- _What you have to do_:
Pick out each line in the listing below that contains the word "turbine", and copy those lines.

※ ※ ※

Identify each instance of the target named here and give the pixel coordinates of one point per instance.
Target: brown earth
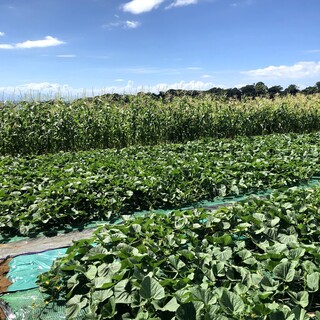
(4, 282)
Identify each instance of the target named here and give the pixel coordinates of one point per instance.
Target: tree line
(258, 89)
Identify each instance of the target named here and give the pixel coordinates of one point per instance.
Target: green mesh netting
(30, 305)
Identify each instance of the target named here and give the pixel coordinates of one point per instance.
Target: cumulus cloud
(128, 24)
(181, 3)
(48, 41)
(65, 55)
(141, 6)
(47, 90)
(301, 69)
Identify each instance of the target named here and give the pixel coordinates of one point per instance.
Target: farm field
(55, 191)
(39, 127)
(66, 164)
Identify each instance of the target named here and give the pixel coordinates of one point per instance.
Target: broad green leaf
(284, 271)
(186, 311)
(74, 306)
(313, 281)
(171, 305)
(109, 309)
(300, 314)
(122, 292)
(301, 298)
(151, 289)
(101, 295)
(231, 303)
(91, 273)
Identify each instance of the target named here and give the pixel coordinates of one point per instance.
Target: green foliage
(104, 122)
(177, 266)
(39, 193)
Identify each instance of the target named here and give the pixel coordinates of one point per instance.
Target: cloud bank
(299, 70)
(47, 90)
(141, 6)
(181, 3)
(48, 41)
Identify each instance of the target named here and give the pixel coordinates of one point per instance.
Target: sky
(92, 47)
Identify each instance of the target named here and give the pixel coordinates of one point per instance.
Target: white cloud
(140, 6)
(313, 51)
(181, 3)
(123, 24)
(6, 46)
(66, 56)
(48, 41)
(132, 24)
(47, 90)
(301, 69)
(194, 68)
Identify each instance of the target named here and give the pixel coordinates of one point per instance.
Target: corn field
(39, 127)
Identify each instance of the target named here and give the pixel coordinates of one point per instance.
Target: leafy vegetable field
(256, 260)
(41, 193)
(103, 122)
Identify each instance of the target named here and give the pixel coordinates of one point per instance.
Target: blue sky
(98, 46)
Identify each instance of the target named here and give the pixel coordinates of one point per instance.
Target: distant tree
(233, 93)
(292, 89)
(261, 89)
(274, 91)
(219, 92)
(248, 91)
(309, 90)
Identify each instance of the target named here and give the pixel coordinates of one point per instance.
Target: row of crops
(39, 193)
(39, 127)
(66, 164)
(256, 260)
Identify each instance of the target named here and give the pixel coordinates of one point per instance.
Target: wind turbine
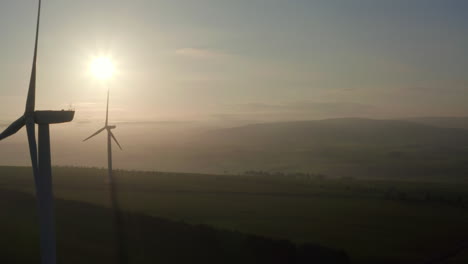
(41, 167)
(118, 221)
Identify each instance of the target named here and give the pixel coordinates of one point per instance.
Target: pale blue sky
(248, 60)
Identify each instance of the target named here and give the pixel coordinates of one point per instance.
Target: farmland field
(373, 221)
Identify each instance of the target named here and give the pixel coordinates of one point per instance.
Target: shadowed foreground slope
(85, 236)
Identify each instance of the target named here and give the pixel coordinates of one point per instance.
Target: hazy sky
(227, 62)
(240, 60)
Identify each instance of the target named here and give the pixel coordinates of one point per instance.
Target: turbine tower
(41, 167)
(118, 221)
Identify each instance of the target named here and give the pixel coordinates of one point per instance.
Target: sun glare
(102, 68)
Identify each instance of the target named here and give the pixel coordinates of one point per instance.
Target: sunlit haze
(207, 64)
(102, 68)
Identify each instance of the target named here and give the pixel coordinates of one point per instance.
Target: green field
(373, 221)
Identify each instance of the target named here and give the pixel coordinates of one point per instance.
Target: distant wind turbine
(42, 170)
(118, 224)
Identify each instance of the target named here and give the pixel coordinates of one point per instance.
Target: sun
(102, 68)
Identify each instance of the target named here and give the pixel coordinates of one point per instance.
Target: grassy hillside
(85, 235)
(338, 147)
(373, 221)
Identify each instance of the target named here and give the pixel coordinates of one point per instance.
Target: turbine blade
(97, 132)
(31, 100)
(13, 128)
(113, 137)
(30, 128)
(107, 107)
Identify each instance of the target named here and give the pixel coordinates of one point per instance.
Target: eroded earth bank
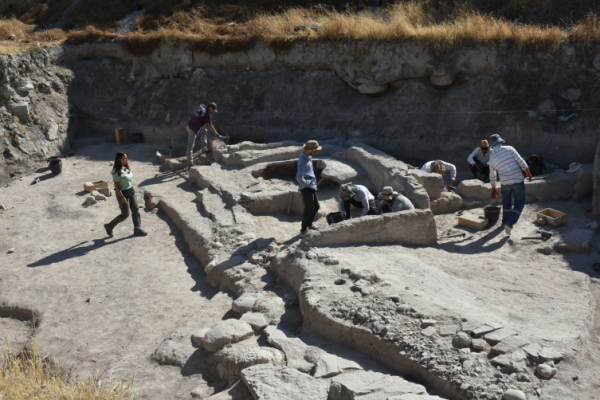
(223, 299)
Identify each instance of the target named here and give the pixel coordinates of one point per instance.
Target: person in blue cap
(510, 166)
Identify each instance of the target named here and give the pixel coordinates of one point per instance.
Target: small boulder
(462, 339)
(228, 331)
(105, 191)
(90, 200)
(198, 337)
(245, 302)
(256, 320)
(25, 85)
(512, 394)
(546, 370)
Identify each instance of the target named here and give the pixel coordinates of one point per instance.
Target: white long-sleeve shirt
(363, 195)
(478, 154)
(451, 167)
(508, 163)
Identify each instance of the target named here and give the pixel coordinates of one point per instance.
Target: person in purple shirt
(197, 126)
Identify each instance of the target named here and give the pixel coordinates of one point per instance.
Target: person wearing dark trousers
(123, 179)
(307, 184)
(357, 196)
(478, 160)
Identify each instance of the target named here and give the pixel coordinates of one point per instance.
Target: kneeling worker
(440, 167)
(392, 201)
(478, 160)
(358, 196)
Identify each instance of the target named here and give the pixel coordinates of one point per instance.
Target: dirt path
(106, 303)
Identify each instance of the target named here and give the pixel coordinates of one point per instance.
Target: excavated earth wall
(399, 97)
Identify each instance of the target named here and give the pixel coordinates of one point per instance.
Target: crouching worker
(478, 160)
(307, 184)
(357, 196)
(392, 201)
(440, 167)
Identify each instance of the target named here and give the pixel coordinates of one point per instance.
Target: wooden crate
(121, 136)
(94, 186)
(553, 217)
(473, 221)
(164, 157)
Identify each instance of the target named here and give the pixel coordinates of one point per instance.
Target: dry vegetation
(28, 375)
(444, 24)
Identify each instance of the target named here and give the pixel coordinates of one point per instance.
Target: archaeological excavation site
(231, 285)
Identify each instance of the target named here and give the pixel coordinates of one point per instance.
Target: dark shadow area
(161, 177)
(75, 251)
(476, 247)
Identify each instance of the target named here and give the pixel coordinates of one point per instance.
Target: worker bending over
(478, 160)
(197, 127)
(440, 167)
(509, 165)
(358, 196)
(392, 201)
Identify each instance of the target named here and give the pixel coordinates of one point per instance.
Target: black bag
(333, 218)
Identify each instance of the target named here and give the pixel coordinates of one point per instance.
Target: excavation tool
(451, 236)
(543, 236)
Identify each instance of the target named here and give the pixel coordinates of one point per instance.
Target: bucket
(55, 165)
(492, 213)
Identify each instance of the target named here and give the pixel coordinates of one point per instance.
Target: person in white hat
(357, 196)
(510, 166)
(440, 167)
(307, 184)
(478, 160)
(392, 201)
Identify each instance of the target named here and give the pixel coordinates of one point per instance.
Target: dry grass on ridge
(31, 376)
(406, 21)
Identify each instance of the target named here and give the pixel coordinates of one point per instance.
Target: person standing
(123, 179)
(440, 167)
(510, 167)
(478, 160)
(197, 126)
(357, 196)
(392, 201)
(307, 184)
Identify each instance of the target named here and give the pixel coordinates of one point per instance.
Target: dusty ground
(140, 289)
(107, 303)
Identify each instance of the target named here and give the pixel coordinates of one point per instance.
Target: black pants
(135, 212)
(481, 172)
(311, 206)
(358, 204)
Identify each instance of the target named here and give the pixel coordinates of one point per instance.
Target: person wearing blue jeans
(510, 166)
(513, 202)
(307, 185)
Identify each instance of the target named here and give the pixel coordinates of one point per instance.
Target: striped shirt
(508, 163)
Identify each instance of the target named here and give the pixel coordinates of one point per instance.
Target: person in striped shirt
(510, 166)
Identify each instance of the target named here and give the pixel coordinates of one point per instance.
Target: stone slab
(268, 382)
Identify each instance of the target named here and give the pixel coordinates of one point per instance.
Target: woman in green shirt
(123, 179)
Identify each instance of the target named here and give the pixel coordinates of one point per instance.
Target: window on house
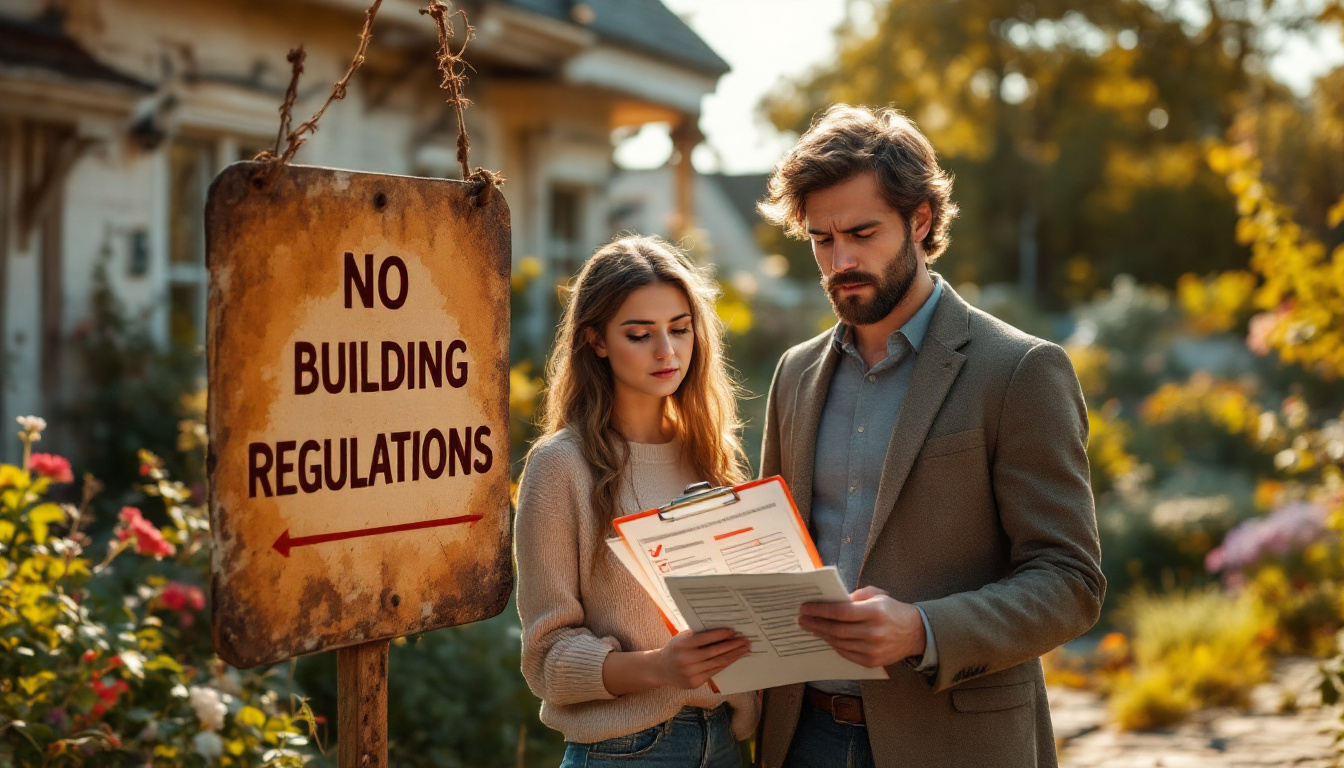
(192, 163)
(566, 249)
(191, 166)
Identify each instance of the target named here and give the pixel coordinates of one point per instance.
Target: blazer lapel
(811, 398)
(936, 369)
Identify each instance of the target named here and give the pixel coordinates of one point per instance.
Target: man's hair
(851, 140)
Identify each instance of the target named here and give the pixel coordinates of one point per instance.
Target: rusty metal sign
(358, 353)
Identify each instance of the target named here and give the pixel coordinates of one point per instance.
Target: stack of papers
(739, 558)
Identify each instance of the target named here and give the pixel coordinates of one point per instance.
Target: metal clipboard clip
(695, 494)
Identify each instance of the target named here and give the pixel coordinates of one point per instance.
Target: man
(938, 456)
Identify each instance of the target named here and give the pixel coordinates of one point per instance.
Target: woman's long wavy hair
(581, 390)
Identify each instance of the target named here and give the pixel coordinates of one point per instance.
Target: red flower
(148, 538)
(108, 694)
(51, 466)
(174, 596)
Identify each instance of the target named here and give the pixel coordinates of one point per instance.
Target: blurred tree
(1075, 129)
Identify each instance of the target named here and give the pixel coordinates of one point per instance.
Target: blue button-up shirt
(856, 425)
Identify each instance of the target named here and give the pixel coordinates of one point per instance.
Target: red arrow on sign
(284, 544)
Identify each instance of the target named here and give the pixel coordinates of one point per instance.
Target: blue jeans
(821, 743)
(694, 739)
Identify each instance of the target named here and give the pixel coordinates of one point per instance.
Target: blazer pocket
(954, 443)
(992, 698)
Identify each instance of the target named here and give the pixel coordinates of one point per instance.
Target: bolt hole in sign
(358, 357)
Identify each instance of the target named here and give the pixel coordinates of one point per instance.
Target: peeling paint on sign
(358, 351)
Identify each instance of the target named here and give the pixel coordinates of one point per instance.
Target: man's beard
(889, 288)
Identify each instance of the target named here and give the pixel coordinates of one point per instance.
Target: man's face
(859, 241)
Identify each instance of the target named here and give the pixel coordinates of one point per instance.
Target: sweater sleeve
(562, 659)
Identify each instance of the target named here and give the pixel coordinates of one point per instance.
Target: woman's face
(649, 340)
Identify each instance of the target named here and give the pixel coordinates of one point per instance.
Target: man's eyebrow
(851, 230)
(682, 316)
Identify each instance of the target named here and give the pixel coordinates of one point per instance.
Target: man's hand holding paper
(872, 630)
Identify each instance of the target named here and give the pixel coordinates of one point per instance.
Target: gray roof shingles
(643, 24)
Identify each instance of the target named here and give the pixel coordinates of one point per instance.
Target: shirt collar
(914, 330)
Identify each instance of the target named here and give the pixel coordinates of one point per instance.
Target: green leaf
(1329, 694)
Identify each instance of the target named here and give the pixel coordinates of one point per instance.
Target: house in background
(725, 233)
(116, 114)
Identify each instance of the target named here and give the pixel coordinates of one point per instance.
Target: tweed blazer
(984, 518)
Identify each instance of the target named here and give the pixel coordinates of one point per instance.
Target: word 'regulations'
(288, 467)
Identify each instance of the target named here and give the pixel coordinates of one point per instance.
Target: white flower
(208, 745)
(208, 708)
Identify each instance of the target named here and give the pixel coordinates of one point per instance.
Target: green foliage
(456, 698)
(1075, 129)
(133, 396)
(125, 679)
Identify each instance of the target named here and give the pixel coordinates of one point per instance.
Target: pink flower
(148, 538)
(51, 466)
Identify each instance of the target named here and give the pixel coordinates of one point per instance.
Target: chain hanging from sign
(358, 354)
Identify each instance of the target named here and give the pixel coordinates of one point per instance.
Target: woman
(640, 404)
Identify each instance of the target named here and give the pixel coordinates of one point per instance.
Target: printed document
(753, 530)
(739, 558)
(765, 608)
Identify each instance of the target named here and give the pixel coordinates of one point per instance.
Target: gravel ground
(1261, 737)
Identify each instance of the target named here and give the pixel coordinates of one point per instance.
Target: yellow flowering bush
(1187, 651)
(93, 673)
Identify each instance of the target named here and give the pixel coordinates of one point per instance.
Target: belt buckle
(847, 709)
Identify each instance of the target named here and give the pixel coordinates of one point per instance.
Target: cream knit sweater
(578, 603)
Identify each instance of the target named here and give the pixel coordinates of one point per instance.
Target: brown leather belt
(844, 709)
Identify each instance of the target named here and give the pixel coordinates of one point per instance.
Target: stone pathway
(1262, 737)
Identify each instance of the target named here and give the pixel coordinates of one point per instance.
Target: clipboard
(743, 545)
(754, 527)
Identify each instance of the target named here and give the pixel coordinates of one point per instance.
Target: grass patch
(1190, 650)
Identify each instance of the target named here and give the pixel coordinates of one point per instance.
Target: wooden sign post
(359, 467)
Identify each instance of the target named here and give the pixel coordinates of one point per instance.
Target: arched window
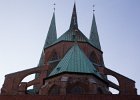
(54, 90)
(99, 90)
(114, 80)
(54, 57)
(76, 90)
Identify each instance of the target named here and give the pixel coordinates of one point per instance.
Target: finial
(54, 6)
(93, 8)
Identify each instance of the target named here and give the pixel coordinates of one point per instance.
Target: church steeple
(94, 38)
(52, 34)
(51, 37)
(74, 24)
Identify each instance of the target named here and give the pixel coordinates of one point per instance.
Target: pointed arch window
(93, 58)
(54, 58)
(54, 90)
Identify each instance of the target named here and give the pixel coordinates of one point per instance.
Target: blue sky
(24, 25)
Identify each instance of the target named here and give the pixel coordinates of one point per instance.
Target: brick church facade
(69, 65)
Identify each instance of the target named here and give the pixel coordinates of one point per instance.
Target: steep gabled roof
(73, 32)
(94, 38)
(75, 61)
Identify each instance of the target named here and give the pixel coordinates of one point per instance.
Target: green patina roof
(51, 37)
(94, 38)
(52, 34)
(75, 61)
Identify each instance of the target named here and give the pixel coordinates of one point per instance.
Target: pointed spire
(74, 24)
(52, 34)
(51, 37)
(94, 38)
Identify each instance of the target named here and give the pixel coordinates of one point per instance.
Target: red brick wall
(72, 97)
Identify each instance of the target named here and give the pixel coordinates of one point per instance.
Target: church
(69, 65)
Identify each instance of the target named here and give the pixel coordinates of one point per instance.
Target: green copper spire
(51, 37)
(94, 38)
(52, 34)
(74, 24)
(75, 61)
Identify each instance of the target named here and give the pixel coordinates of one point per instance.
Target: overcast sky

※ ※ ※

- _Problem solution_:
Target: wind turbine
Target: turbine tower
Target: distant wind turbine
Target: turbine blade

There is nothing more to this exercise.